## Lista de ítems
-------

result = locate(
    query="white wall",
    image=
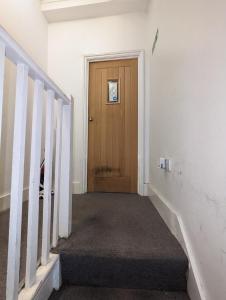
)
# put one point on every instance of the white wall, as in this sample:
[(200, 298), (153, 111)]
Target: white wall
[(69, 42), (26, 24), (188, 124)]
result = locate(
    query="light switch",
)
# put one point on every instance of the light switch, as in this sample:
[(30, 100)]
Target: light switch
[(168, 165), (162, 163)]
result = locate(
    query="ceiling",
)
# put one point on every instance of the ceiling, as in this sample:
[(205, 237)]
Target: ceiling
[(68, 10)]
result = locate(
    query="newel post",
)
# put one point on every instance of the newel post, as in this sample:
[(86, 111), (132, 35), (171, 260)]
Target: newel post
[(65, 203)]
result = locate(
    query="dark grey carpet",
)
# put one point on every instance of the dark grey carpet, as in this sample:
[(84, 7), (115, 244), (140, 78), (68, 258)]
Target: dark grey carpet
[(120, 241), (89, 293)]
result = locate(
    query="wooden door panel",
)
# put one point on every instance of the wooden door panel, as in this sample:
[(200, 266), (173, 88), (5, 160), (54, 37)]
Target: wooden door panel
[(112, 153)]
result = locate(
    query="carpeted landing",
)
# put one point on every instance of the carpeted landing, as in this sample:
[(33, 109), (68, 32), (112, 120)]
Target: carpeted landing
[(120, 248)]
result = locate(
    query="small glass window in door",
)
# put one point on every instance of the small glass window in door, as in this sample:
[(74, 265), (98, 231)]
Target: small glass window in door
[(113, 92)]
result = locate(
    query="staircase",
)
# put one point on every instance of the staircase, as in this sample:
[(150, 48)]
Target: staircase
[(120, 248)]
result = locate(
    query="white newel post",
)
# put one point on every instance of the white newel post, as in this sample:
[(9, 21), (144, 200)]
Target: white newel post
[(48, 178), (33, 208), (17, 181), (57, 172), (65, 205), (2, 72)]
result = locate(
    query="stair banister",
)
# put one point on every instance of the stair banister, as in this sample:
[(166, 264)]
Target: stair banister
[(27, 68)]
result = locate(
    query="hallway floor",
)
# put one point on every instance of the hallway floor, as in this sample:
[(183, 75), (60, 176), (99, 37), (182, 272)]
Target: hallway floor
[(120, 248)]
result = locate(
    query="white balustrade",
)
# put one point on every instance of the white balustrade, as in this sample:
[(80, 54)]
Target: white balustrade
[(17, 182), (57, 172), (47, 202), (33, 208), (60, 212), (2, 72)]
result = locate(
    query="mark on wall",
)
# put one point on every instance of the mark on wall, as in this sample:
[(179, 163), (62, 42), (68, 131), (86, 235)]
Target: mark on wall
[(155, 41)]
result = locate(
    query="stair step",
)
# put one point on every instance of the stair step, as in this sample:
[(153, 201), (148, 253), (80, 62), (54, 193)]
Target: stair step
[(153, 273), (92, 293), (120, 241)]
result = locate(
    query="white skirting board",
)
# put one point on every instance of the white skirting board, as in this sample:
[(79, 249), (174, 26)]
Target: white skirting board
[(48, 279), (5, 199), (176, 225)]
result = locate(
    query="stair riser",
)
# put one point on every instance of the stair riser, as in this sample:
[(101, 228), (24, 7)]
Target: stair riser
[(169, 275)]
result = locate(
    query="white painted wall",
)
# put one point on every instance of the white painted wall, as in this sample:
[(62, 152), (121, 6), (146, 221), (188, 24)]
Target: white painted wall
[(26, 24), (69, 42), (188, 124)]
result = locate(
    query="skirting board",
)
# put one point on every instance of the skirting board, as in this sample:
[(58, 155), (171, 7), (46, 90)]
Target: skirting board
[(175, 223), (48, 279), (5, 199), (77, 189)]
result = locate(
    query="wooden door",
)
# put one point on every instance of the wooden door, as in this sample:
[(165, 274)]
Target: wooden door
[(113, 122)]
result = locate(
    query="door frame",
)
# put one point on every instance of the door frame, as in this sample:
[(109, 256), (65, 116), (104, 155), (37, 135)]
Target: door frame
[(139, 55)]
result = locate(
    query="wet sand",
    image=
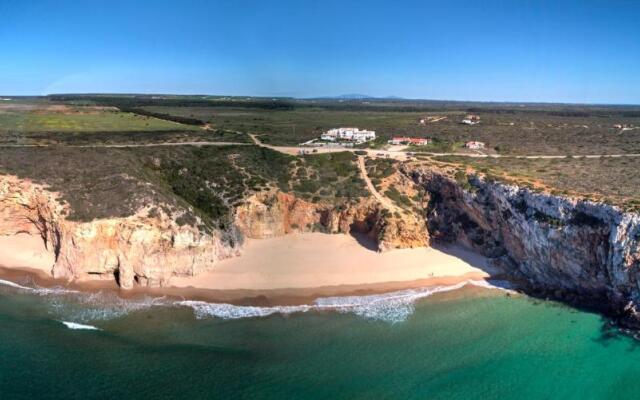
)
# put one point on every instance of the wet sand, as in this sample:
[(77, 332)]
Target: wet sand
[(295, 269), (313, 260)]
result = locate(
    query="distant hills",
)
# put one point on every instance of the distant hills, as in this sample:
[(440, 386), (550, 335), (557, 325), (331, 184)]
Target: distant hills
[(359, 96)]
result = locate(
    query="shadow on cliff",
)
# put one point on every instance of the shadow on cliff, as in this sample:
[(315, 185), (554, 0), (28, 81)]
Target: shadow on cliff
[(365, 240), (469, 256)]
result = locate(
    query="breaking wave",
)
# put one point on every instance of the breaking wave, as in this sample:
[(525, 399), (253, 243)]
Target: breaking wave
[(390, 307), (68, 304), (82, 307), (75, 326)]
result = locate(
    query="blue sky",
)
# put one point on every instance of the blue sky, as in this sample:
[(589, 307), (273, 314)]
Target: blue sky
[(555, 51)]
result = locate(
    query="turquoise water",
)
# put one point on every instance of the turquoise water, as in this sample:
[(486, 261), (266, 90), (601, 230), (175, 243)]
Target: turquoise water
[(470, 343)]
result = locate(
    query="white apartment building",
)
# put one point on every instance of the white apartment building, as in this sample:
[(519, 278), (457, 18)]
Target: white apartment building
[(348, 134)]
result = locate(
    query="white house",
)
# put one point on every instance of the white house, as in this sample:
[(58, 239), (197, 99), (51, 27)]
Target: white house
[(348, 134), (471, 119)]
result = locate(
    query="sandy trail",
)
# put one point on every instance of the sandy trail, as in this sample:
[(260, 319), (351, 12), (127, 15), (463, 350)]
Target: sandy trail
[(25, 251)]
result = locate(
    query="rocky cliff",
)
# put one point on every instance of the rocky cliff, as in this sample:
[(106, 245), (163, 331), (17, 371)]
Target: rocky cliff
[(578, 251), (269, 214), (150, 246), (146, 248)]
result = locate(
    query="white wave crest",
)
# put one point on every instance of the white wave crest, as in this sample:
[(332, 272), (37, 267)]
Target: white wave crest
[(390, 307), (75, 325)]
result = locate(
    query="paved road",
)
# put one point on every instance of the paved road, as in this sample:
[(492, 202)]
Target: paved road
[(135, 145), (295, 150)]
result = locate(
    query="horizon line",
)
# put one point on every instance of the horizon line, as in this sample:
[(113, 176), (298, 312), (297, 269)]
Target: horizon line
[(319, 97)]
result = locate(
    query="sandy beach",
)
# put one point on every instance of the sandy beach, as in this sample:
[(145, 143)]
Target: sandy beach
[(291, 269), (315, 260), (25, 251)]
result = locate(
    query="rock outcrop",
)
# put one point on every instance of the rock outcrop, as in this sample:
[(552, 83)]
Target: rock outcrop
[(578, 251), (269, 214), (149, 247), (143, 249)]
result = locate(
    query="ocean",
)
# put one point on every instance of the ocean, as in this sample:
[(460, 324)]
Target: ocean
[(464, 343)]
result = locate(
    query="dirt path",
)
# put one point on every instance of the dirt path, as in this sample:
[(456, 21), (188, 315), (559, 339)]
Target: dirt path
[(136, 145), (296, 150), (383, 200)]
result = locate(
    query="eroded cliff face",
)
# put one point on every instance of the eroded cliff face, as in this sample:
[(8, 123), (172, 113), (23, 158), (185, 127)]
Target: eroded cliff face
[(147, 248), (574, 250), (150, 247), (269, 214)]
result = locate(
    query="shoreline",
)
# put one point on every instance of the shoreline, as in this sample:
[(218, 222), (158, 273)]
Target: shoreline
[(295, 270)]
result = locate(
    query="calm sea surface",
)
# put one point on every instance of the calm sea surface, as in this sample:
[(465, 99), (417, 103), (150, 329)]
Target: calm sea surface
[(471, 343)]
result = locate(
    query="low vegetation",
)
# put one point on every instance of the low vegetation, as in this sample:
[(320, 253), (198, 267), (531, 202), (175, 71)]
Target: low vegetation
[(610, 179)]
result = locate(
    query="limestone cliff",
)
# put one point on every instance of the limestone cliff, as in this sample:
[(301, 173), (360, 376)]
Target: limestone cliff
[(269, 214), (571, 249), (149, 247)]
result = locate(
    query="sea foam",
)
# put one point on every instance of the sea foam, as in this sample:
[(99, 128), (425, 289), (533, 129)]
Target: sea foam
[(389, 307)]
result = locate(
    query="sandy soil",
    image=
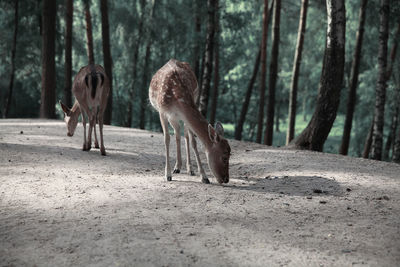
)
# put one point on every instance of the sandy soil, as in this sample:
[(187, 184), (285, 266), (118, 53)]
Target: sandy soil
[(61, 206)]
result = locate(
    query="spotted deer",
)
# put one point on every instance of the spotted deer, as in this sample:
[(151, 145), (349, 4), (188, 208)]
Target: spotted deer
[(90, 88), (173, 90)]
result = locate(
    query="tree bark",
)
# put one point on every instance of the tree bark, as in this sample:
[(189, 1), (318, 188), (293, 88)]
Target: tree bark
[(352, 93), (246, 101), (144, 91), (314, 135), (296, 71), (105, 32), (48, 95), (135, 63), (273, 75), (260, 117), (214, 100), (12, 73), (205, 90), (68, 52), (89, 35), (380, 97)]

-------

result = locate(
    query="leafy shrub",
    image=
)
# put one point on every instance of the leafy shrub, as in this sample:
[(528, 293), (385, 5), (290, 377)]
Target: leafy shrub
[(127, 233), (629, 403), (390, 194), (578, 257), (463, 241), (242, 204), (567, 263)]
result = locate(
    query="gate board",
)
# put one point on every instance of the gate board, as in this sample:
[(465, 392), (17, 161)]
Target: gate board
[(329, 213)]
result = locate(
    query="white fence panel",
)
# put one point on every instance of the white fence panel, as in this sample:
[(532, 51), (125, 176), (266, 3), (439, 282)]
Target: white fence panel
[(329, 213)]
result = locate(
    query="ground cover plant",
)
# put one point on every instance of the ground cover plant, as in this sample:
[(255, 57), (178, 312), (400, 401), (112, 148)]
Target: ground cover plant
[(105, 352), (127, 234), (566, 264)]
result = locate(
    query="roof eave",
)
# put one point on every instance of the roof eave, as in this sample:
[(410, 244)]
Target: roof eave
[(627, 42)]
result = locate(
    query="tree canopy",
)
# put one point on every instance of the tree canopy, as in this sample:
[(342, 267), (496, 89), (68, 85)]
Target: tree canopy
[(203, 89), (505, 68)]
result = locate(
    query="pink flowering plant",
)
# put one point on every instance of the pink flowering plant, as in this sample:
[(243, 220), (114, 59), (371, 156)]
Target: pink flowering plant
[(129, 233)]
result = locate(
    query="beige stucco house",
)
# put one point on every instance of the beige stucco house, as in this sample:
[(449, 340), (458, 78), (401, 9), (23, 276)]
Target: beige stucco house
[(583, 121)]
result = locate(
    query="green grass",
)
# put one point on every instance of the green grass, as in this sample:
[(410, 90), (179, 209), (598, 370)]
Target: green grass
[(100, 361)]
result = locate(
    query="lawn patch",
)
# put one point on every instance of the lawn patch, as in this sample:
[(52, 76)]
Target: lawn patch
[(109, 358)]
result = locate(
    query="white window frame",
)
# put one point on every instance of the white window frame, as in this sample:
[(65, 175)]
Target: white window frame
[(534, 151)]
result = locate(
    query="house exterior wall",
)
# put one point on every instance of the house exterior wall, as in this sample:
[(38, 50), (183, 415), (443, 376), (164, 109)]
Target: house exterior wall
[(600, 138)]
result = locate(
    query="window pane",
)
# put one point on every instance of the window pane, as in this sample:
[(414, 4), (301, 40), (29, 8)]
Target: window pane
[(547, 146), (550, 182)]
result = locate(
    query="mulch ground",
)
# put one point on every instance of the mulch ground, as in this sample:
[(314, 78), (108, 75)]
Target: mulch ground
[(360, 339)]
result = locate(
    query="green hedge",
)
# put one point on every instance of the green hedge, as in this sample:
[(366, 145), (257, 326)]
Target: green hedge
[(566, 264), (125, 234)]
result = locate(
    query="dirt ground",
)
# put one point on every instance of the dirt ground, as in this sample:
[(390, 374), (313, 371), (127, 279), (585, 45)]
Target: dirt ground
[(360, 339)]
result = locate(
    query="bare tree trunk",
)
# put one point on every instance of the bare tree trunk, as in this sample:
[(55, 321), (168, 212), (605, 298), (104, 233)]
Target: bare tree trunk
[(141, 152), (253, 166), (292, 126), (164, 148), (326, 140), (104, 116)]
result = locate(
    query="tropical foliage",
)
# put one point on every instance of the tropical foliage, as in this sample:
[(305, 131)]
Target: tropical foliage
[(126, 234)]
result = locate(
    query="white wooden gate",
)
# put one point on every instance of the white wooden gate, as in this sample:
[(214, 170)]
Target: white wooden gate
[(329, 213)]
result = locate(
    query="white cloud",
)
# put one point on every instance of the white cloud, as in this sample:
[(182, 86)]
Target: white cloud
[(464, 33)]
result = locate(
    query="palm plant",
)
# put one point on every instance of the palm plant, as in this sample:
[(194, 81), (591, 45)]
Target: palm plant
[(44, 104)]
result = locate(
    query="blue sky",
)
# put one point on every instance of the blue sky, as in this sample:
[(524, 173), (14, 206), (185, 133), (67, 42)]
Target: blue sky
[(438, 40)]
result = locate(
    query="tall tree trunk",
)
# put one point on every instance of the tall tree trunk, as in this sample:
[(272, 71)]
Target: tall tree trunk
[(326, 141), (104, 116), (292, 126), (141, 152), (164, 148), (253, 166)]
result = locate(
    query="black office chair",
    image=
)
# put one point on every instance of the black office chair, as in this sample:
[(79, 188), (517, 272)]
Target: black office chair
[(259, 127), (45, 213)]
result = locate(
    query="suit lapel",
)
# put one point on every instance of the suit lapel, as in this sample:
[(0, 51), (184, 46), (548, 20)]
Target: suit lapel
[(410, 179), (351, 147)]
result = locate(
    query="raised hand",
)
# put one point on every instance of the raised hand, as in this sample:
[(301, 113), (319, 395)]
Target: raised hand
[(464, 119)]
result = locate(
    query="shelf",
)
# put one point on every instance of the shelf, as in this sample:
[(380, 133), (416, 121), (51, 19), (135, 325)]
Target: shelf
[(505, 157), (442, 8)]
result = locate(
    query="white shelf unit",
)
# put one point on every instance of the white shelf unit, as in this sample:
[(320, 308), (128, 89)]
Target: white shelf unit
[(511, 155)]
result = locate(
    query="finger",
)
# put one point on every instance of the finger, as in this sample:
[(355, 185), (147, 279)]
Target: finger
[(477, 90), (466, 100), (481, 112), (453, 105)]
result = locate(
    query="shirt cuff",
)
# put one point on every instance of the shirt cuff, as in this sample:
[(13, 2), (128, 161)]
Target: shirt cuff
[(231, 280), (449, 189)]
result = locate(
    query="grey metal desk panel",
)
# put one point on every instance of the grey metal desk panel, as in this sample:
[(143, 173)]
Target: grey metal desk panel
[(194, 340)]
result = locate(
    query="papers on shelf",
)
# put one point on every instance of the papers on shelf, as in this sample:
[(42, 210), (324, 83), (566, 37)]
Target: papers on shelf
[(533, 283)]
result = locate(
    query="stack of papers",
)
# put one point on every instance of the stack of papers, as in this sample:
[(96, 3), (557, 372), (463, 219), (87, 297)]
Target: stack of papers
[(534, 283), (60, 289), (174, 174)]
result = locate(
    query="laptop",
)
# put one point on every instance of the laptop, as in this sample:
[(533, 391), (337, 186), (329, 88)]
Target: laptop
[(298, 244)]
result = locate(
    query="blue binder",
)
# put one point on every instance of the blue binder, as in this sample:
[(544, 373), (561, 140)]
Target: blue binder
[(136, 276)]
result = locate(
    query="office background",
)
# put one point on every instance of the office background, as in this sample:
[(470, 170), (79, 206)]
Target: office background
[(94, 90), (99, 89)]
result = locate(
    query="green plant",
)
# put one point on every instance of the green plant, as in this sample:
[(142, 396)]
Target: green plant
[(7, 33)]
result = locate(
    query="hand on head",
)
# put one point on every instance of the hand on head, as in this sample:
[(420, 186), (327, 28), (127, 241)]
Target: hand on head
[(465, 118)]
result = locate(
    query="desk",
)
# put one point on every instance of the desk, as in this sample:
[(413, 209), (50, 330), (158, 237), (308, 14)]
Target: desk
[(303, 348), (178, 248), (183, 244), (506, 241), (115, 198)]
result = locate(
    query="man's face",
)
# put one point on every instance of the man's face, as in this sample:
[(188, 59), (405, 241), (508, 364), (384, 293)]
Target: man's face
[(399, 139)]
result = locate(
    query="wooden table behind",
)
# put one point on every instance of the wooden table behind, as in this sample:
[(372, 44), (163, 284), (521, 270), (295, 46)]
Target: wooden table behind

-------

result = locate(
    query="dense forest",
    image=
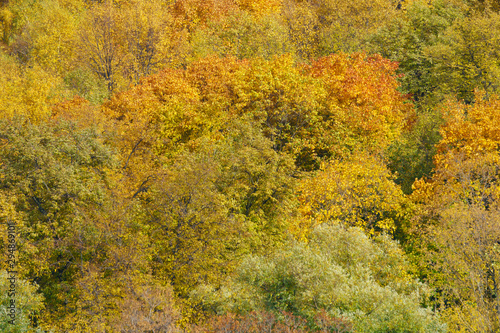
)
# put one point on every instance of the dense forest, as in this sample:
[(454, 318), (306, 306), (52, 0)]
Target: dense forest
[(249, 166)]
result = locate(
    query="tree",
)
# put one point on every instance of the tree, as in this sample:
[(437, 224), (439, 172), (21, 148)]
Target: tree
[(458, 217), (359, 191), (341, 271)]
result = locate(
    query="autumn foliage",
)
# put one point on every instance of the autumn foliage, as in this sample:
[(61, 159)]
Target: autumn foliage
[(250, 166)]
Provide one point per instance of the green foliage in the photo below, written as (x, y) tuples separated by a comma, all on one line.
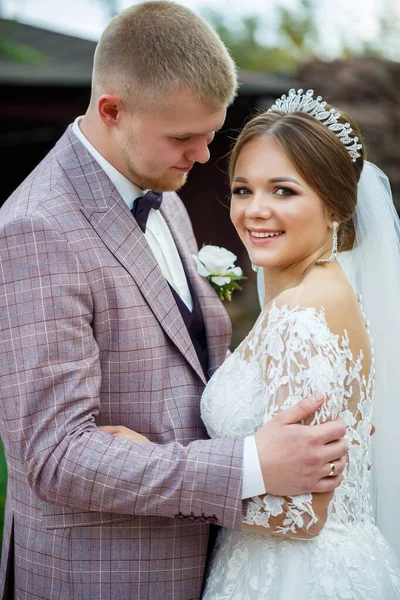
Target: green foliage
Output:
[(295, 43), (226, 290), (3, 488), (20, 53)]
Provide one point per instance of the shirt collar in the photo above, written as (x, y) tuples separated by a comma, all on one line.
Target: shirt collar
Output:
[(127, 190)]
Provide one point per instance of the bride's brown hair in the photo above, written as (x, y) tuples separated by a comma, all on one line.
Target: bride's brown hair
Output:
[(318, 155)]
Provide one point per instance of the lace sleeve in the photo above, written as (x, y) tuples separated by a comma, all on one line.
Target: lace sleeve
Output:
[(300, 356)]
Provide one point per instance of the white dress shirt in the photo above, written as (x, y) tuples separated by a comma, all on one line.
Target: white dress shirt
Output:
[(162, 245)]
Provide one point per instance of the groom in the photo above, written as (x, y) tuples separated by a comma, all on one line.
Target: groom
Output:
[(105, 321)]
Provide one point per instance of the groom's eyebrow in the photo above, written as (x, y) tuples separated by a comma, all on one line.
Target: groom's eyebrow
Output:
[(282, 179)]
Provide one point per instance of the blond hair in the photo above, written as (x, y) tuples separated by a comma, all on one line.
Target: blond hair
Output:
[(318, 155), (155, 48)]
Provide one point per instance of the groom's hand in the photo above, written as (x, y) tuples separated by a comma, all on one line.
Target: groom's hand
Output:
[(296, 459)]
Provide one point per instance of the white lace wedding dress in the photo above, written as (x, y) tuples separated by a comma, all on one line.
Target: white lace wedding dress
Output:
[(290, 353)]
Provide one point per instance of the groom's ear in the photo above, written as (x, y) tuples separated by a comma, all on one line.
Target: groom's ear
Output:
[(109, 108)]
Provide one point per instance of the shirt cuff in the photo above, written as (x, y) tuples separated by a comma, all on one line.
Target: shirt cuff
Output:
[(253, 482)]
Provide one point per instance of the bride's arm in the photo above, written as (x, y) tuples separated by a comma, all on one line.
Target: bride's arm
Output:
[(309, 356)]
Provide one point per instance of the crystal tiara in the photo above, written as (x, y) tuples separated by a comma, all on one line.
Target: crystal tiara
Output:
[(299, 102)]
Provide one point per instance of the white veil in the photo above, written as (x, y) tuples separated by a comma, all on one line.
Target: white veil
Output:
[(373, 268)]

-------

## Instrucción
Busca en los ítems de arriba cada línea que contenga la palabra "skirting" y cópiala completa. Distingue entre mayúsculas y minúsculas.

## Resultado
    query="white skirting board",
# put one point on every instance of the white skirting board, as in this sample:
Target: white skirting board
    query="skirting board",
# put one point on every instance of the skirting board, as in this sample:
Target: skirting board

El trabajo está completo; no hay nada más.